Give back all of the material below word for word, from the first line to the last.

<<<<

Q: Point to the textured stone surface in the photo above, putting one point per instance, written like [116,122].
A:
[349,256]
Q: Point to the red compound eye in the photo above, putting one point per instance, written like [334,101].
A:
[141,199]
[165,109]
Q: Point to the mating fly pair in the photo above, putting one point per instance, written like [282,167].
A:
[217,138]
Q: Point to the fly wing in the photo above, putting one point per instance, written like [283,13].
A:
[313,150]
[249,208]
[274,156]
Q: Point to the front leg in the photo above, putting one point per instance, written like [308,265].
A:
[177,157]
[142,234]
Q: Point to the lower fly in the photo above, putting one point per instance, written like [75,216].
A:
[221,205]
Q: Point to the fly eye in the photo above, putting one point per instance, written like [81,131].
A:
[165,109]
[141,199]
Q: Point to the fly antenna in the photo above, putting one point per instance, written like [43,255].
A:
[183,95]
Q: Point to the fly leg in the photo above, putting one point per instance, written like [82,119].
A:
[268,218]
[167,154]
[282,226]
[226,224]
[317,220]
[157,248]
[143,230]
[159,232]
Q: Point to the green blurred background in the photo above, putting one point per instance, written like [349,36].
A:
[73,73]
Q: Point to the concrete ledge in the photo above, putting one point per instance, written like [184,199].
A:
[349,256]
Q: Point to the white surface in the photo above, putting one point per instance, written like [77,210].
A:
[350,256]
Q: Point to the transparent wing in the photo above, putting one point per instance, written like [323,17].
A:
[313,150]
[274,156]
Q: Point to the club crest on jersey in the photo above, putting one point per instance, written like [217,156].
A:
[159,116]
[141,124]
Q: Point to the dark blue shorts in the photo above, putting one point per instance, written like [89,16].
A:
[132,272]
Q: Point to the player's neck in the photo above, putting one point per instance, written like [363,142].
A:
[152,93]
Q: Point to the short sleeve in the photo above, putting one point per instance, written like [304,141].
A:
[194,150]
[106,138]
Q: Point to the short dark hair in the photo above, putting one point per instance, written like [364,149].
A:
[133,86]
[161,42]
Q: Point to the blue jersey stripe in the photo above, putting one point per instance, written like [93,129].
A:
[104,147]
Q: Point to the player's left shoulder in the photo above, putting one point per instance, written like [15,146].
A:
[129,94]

>>>>

Written response:
Q: Point to the textured stone surface in the photo above, putting one point per instance, written like [116,122].
A:
[349,256]
Q: Point to the red compound eye in the photo above, putting one point per instance, written like [334,101].
A:
[141,199]
[165,109]
Q: Point to the mating fly pair in the photo above, putting one point per instance, written like [282,167].
A:
[217,138]
Q: Point to the fly wing in the photo above, putting one point per instance, written like [283,13].
A:
[313,150]
[249,208]
[274,156]
Q: Point to the front leg in the photo above, putting one point per instance, written like [308,265].
A:
[177,157]
[142,234]
Q: Point to the lower fly in the photo above, putting one point per instance, written like [75,216].
A:
[221,205]
Q: Point to the fly eye in the photo above, putting one point per instance, written like [81,131].
A:
[165,109]
[141,199]
Q: Point to the fly antenna in the photo above, putting one point per instance, written like [43,255].
A:
[183,95]
Q: Point to the fly leg in the photo above, putting one point per instance, written like [82,119].
A:
[268,218]
[167,154]
[282,226]
[226,224]
[317,220]
[157,248]
[143,230]
[159,232]
Q: Point to the green blurred background in the photo above, putting one point per instance, written like [349,36].
A:
[73,73]
Q: Point to the concrete ledge in the photo above, putting one point per instance, written like [184,199].
A:
[349,256]
Q: Point to the white surface in the photo above, putting one point per instance, written like [77,210].
A:
[350,256]
Q: Point to the transparent wing in the photo above, putting one point per instance, written like [323,17].
A:
[313,150]
[274,156]
Q: Point to the club crest on jersey in the photo above, putting one point per instance, written like [217,156].
A:
[159,116]
[141,124]
Q: Point to the dark blue shorts in the photo above, putting one point per instance, written like [89,16].
A:
[132,272]
Q: Point to the player's neck in the photo above, putting one point per instance, written like [363,142].
A:
[152,93]
Q: Point to the short sleeve in the photo above, putting one point per instance, written like [304,141].
A:
[194,150]
[106,138]
Q: Point to the short dark hair in the photo above, putting one point per instance, written like [364,149].
A:
[133,86]
[161,42]
Q: Point to the blue jersey stripe in the photo above, putting one point per instance, written like [93,129].
A:
[104,147]
Q: Point to the player's left shoulder in the photo above, putting one point per instance, written like [15,146].
A:
[129,94]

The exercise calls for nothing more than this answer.